_EXERCISE PROMPT_: Reproduce every one of the records below verbatim, line for line, without changing any character.

[BEGIN INFORMATION PROVIDED]

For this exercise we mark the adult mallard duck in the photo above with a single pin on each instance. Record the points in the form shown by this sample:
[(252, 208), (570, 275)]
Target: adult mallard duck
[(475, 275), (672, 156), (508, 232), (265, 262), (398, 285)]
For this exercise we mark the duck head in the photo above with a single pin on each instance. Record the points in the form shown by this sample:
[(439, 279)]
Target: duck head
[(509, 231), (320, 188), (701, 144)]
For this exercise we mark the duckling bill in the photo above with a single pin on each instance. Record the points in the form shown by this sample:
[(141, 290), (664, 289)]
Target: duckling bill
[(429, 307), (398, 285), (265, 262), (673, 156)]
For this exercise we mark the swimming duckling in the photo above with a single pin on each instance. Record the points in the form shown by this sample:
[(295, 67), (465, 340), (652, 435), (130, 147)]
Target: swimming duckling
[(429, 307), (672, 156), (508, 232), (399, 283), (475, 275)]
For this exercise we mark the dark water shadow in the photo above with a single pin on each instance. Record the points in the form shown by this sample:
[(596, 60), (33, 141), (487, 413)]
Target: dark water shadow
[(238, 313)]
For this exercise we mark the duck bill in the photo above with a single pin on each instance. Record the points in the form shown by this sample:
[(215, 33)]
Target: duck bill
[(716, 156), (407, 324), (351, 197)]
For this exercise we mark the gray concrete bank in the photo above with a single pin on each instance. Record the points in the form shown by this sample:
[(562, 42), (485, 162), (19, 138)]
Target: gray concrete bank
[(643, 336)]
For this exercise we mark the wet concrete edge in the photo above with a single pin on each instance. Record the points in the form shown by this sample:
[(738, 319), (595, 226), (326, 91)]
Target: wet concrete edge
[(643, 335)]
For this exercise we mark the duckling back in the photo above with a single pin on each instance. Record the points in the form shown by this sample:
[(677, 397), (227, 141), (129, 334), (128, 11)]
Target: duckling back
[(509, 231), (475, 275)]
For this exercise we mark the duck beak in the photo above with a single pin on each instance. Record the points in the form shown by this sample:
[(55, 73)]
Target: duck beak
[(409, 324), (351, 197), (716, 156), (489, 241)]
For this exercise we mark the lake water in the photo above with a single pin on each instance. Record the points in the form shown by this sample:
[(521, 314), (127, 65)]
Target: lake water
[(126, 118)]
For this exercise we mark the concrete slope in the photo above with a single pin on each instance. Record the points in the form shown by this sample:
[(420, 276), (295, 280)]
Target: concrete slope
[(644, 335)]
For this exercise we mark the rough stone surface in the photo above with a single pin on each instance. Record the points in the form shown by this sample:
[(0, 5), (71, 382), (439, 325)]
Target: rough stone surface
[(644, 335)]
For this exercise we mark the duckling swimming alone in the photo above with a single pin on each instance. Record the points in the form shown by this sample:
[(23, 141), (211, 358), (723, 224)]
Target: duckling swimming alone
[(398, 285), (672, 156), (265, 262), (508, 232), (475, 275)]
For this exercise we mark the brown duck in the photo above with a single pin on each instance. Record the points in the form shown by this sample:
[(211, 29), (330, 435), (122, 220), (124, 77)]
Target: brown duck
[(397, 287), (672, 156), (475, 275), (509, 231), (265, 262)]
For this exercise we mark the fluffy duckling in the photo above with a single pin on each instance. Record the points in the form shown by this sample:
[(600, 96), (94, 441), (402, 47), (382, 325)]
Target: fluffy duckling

[END INFORMATION PROVIDED]

_EXERCISE OUTPUT_:
For this exercise we mark the adult mallard duck in the photo above with a single pin on each instance. Record the points in the form shown by this sample:
[(252, 208), (570, 275)]
Target: adult mallard duck
[(475, 275), (672, 156), (508, 232), (265, 262), (398, 285)]
For this exercise we mark the duck head in the photo above with a single pin on each instance. Record the points in the form shown by this sample:
[(439, 279)]
Target: duck head
[(509, 231), (320, 188), (701, 144)]
For this exercise we mark the duckling bill in the photo above with a single pin on each instance. Record the points in the form shown by this sample:
[(141, 290), (664, 289)]
Target: duckling bill
[(429, 307), (398, 285), (265, 262), (673, 156)]
For this exercise we mark the swimming duckling in the photo above with a single pin on each instance. Record the points in the form shown by this sample:
[(295, 67), (465, 340), (652, 435), (130, 147)]
Target: swimming duckling
[(429, 307), (672, 156), (508, 232), (399, 283), (475, 275)]
For this exercise we mark the dark water shadow in the photo above with a single pin on each instance. Record the points in the form shown by this sample:
[(596, 60), (33, 141), (487, 413)]
Target: dark water shadow
[(238, 313)]
For this exercise we mark the duck bill in the photo above with a single pin on each instance. Record the points in the form shown by this sample:
[(215, 33)]
Target: duck bill
[(716, 156), (407, 324), (351, 197)]
For this exercise we mark the gray concrete bank in the photo above with a single pin on each instance. Record the points in the form shown by this sample:
[(562, 42), (485, 162), (19, 138)]
Target: gray concrete bank
[(643, 336)]
For this exercise we mark the wet concrete edge in the photo above with a single pin on each instance. Record the points in the form shown by this sample:
[(738, 319), (595, 226), (326, 91)]
Target: wet concrete edge
[(643, 335)]
For this exercise we mark the duckling back in the photo above with a single pin on each instance. Record the points in the form shown by this sample:
[(677, 397), (227, 141), (129, 334), (128, 11)]
Target: duckling back
[(509, 231), (475, 275)]
For this exercise we mark the duck beak in the photo above with a single pin on each instance. Record the points in the form shown by this sample:
[(55, 73)]
Target: duck beak
[(409, 324), (351, 197), (716, 156), (489, 241)]
For this exercise we mark the lake water in the photo above with a single pin on each instance. Record the points in the form shown by this sample:
[(521, 314), (127, 65)]
Target: lake water
[(126, 118)]
For this exercise we mark the concrete slope in the photo above with a single pin on each instance. Record the points in the form shown by this sample:
[(420, 276), (295, 280)]
Target: concrete slope
[(644, 335)]
For this exercise we mark the rough stone surface in the photo above with a single pin on each instance. Record the points in the form shown by this sample:
[(0, 5), (71, 382), (439, 325)]
Target: rough stone surface
[(644, 335)]
For this exercise we mark the duckling swimming alone in the photo above with a single pin on each instance. Record the points in the form shown by this sample:
[(23, 141), (211, 358), (723, 224)]
Target: duckling swimming alone
[(398, 285), (672, 156), (265, 262), (508, 232), (475, 275)]
For this exercise we mark the brown duck in the photo above with a single pin on each instance. Record the points in the form shown by this sample:
[(211, 29), (330, 435), (122, 220), (124, 77)]
Target: brown duck
[(397, 287), (672, 156), (475, 275), (509, 231), (265, 262)]
For this exercise we mark the fluffy duckling in the photo above with a single pin on each instance. Record the points in the form shown by this sample:
[(600, 96), (94, 441), (402, 47), (382, 325)]
Target: fluffy duckling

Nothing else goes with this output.